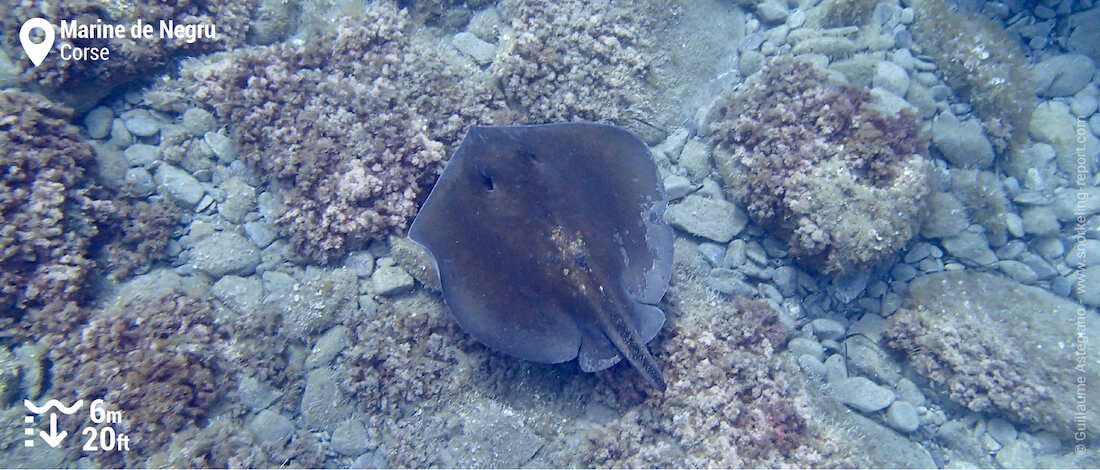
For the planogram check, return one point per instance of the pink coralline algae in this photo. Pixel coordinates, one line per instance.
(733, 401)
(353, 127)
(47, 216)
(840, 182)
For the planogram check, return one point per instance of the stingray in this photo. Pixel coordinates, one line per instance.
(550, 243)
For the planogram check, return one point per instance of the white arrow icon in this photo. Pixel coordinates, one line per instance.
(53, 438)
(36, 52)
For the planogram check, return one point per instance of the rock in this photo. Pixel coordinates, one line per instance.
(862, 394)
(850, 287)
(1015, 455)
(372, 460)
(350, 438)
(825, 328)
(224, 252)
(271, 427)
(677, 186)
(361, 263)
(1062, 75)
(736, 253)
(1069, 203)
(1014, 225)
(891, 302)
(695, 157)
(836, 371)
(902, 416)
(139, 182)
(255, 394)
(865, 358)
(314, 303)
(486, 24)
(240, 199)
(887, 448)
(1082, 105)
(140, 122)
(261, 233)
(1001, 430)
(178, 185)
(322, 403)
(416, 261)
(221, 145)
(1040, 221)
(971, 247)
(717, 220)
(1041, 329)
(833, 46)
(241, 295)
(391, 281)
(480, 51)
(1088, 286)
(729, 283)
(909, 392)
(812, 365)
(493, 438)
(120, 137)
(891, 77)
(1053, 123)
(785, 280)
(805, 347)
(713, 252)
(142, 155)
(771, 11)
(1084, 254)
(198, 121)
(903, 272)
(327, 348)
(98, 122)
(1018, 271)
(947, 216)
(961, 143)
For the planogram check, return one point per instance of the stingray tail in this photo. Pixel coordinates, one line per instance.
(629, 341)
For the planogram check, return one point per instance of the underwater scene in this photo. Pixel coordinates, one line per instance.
• • • •
What is being asked> Each record should be given again exactly, with no picture carried over.

Solution to this exercise>
For the planogram check, return one point per instance of the pink coralline algae in this photo. Pixel coordinates, one line per instance.
(733, 401)
(353, 127)
(47, 216)
(840, 182)
For the planogram check, return one point per instance of the stingray in this photo. Pixel coordinates, one line per instance.
(550, 243)
For the planogram check, return one point per instance of the white arrow icon in this photo. Pixel coordinates, one line per instance.
(53, 438)
(36, 52)
For the planogram check, return one point per instance of the rock in this photo. Pixel coordinates, one line per instance.
(862, 394)
(850, 287)
(1015, 455)
(372, 460)
(350, 438)
(825, 328)
(224, 252)
(271, 427)
(677, 186)
(361, 263)
(1062, 75)
(736, 253)
(1069, 203)
(1014, 225)
(891, 302)
(695, 157)
(836, 371)
(902, 416)
(139, 182)
(255, 394)
(865, 358)
(314, 303)
(486, 24)
(240, 199)
(887, 448)
(1082, 105)
(140, 122)
(261, 233)
(1001, 430)
(178, 185)
(322, 403)
(416, 261)
(221, 145)
(1040, 221)
(971, 247)
(717, 220)
(1041, 329)
(833, 46)
(241, 295)
(391, 281)
(480, 51)
(1088, 286)
(729, 283)
(909, 392)
(812, 365)
(493, 438)
(120, 137)
(891, 77)
(1053, 123)
(785, 280)
(805, 347)
(713, 252)
(142, 155)
(771, 11)
(1084, 254)
(198, 121)
(903, 272)
(327, 348)
(98, 122)
(1018, 271)
(947, 216)
(961, 143)
For the planogram check, return one point per instance of the stingray tail in this photo. Pixel coordinates, one line per instance.
(629, 341)
For the planogram check, return one point per instance of the underwater scene in this photo. Pixel coordinates, one line per instance.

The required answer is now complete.